═════ THE DATA ═════

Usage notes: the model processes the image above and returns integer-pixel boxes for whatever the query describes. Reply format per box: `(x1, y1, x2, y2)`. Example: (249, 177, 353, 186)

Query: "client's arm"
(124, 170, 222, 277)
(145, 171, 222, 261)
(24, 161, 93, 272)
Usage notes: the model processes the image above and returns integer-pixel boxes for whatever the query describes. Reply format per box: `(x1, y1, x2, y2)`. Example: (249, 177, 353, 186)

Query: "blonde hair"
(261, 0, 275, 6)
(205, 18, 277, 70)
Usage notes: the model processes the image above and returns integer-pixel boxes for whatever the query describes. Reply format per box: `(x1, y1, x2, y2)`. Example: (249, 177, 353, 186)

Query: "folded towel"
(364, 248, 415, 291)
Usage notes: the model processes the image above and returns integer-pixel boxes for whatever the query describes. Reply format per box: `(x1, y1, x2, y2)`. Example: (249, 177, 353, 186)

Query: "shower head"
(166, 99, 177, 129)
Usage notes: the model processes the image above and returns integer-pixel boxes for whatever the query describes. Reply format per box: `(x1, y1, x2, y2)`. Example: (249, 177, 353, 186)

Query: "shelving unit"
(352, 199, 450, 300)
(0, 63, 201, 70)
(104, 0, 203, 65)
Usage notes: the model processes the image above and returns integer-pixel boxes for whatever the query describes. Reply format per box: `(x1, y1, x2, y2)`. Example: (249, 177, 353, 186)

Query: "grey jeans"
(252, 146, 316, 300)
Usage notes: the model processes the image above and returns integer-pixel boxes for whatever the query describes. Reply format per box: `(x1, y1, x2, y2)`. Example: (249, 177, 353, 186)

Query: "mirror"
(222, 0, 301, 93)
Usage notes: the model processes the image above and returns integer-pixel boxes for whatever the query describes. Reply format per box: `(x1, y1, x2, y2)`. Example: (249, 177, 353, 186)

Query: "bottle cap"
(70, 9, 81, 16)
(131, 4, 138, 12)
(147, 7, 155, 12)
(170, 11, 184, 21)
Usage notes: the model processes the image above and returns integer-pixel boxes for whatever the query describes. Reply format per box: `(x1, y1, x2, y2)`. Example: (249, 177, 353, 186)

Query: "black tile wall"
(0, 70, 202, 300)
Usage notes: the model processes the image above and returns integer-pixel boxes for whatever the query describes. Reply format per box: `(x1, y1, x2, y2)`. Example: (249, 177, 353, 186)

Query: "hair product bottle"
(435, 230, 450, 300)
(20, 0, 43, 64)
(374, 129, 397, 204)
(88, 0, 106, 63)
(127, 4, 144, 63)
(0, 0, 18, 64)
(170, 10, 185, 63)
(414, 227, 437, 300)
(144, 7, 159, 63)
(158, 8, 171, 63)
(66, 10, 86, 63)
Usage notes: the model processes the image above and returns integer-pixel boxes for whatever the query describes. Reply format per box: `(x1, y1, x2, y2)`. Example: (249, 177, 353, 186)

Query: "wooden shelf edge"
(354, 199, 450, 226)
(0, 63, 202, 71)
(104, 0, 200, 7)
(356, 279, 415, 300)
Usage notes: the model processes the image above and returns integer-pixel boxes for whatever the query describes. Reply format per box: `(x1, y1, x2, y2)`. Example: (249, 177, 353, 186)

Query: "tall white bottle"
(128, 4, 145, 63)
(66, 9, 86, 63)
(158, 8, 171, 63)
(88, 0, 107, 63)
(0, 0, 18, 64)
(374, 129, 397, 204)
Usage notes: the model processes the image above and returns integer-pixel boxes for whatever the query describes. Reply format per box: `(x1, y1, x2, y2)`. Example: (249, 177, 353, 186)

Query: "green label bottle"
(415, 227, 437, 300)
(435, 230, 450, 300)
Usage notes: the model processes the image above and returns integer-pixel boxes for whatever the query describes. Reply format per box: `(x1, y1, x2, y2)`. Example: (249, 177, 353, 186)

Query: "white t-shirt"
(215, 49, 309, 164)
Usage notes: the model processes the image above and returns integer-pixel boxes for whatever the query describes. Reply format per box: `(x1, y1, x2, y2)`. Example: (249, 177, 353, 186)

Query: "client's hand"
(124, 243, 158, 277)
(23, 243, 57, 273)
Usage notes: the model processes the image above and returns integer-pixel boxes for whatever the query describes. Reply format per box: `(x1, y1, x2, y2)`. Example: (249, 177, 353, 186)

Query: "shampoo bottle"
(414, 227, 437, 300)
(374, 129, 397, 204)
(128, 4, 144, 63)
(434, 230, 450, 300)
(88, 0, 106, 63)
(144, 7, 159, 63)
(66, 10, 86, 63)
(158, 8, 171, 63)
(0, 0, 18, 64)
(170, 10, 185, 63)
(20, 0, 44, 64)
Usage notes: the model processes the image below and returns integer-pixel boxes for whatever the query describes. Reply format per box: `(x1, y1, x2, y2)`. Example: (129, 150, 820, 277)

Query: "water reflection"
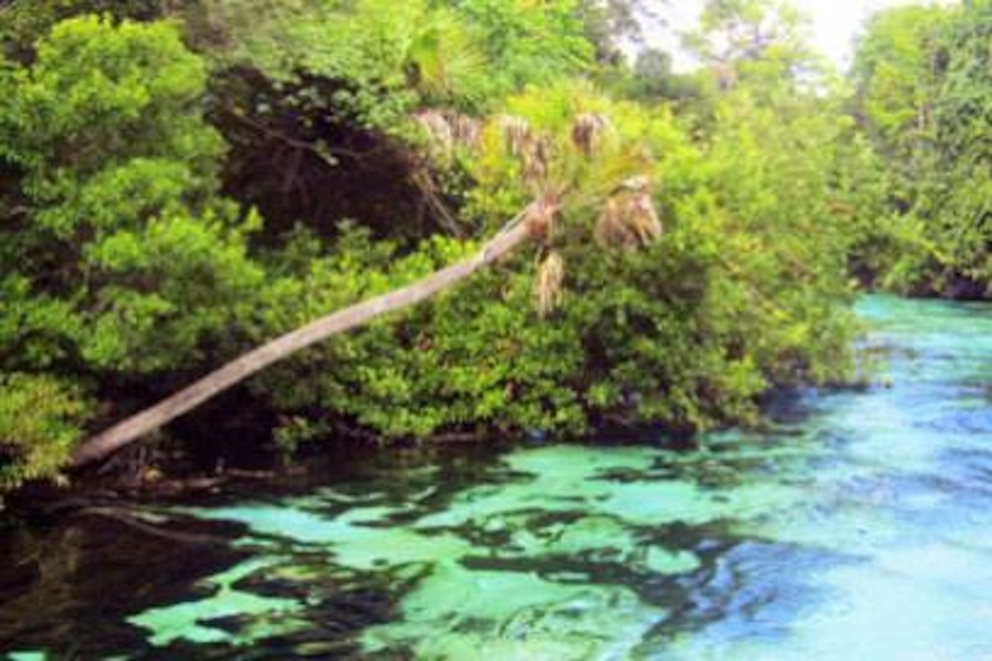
(2, 295, 991, 659)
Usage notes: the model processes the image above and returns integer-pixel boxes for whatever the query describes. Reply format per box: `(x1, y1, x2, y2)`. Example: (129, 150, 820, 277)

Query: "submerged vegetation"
(0, 0, 989, 494)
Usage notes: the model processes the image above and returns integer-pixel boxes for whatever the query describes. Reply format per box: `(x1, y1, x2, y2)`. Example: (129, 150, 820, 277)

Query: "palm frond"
(415, 109, 482, 163)
(594, 182, 663, 249)
(499, 115, 533, 157)
(405, 9, 486, 102)
(572, 112, 611, 156)
(535, 250, 565, 317)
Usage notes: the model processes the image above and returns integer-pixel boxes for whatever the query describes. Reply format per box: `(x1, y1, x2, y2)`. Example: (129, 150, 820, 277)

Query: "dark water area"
(2, 295, 991, 660)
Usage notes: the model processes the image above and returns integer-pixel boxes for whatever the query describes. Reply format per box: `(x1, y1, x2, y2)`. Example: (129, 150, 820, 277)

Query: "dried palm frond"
(594, 181, 663, 249)
(594, 196, 639, 249)
(626, 193, 663, 245)
(616, 174, 651, 194)
(411, 168, 465, 237)
(572, 112, 610, 156)
(522, 138, 550, 187)
(415, 110, 455, 162)
(524, 191, 561, 242)
(535, 250, 565, 317)
(500, 115, 533, 157)
(415, 110, 482, 163)
(449, 112, 481, 150)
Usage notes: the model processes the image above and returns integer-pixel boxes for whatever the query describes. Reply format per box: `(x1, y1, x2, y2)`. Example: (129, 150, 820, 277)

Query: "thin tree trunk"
(70, 202, 554, 469)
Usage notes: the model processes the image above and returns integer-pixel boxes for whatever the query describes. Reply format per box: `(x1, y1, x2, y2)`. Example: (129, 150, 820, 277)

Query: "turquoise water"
(2, 295, 990, 659)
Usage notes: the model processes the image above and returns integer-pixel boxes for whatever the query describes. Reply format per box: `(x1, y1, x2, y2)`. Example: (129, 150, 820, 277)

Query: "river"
(1, 295, 990, 659)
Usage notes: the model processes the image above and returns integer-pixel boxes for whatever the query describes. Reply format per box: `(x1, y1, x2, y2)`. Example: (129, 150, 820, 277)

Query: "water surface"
(2, 295, 991, 659)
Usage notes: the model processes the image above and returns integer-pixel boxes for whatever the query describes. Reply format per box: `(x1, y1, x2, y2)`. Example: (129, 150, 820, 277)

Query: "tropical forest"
(0, 0, 989, 657)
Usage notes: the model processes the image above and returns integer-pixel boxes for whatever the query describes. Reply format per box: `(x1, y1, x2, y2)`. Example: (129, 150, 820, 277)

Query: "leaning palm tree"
(70, 102, 664, 468)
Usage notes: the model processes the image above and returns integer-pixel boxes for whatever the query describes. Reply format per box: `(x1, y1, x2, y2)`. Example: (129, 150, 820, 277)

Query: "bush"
(0, 373, 92, 492)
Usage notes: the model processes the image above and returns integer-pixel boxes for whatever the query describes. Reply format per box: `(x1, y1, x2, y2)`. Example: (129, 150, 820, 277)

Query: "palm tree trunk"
(70, 201, 554, 469)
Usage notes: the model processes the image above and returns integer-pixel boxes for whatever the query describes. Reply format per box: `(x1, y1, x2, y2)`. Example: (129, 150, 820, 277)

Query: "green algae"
(362, 564, 666, 659)
(128, 557, 302, 647)
(642, 547, 702, 575)
(126, 443, 790, 655)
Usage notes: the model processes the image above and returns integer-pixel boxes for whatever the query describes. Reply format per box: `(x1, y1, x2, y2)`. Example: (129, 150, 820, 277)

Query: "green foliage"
(248, 226, 585, 440)
(273, 415, 332, 458)
(0, 15, 264, 375)
(0, 373, 92, 491)
(685, 0, 826, 85)
(620, 49, 705, 105)
(852, 2, 992, 297)
(0, 1, 899, 492)
(79, 206, 264, 372)
(926, 2, 992, 296)
(0, 16, 265, 488)
(0, 0, 169, 60)
(243, 80, 860, 439)
(0, 276, 82, 371)
(0, 15, 222, 212)
(201, 0, 596, 136)
(695, 83, 860, 379)
(448, 0, 594, 95)
(851, 5, 951, 206)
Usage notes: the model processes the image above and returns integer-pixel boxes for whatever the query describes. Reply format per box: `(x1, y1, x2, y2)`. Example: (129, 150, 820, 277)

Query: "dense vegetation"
(0, 0, 988, 495)
(851, 1, 991, 297)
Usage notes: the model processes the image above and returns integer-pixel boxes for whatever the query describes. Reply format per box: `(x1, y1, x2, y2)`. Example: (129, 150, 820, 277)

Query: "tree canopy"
(0, 0, 988, 495)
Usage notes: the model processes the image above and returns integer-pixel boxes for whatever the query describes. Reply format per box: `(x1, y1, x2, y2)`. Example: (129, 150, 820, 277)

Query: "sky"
(646, 0, 948, 72)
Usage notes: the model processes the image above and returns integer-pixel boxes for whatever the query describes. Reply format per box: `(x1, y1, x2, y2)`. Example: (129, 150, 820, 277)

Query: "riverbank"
(2, 295, 990, 658)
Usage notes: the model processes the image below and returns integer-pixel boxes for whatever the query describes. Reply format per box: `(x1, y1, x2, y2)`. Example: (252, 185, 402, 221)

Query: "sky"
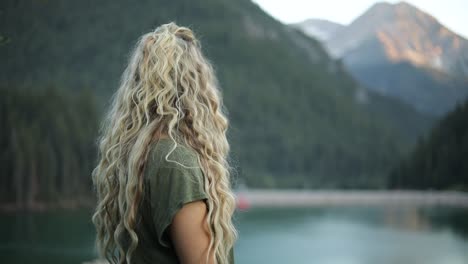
(252, 0, 468, 38)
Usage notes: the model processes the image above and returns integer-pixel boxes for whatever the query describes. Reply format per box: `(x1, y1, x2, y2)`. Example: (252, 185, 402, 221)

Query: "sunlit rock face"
(295, 1, 468, 116)
(300, 2, 468, 77)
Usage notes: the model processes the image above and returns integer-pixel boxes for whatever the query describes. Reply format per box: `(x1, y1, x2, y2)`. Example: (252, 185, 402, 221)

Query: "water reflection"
(383, 207, 431, 231)
(1, 206, 468, 264)
(0, 210, 96, 264)
(234, 207, 468, 264)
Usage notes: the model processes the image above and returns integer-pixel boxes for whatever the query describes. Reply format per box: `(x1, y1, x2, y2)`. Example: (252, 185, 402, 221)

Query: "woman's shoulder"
(148, 138, 200, 169)
(143, 139, 208, 250)
(144, 138, 206, 199)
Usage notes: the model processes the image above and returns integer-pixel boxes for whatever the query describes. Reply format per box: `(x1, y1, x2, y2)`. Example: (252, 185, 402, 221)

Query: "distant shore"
(2, 190, 468, 213)
(235, 190, 468, 208)
(0, 197, 95, 213)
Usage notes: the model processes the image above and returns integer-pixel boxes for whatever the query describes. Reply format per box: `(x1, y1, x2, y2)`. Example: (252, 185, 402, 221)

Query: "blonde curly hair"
(92, 22, 237, 264)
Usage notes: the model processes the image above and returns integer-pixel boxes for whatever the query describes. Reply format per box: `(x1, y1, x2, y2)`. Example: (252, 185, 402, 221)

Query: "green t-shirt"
(129, 138, 235, 264)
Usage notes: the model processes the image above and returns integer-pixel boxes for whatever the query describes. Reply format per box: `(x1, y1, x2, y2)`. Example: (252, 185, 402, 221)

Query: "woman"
(91, 22, 237, 264)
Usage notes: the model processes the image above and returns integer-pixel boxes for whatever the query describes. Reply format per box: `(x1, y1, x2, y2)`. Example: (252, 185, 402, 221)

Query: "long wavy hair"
(91, 22, 237, 264)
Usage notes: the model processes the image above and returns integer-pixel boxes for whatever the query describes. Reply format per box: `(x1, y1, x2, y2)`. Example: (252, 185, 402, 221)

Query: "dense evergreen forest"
(0, 87, 99, 208)
(1, 0, 453, 209)
(389, 99, 468, 190)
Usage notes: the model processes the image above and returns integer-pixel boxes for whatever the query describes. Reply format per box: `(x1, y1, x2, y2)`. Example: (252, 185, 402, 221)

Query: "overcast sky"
(252, 0, 468, 38)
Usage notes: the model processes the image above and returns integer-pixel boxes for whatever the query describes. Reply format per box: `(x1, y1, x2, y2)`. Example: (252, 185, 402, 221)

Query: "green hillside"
(389, 99, 468, 190)
(1, 0, 433, 192)
(0, 86, 99, 207)
(348, 62, 468, 116)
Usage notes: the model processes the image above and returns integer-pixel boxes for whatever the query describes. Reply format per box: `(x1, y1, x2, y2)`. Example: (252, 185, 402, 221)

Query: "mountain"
(327, 1, 468, 76)
(295, 1, 468, 116)
(347, 61, 468, 116)
(291, 19, 344, 42)
(1, 0, 434, 190)
(389, 98, 468, 190)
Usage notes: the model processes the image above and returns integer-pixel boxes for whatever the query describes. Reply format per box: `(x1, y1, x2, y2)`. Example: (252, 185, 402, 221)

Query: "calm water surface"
(1, 206, 468, 264)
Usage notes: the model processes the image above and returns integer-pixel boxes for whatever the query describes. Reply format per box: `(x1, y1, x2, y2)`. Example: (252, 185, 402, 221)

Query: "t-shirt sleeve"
(147, 164, 209, 248)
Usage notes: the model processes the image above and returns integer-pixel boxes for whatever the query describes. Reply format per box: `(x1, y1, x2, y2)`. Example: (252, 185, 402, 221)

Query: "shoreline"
(2, 190, 468, 212)
(235, 190, 468, 208)
(0, 197, 95, 213)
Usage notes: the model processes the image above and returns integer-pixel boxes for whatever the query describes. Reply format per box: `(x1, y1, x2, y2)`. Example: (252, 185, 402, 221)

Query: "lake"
(1, 206, 468, 264)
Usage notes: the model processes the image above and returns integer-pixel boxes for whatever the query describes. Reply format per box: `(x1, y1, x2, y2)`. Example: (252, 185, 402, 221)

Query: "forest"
(0, 87, 99, 208)
(1, 0, 465, 208)
(389, 99, 468, 191)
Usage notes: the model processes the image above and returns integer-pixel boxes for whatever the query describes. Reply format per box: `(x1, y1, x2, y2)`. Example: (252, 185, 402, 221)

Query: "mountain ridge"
(294, 1, 468, 116)
(290, 18, 344, 42)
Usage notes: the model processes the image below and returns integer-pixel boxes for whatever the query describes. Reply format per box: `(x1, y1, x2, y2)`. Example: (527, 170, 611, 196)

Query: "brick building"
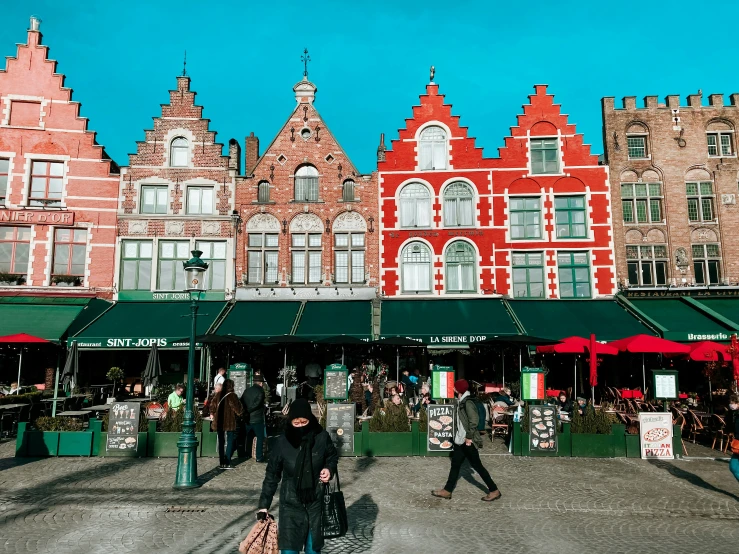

═════

DESCRIPTION OF THE TASK - For the records above, give the number of lines that include the string "below", with nothing added.

WORKED SOLUTION - 3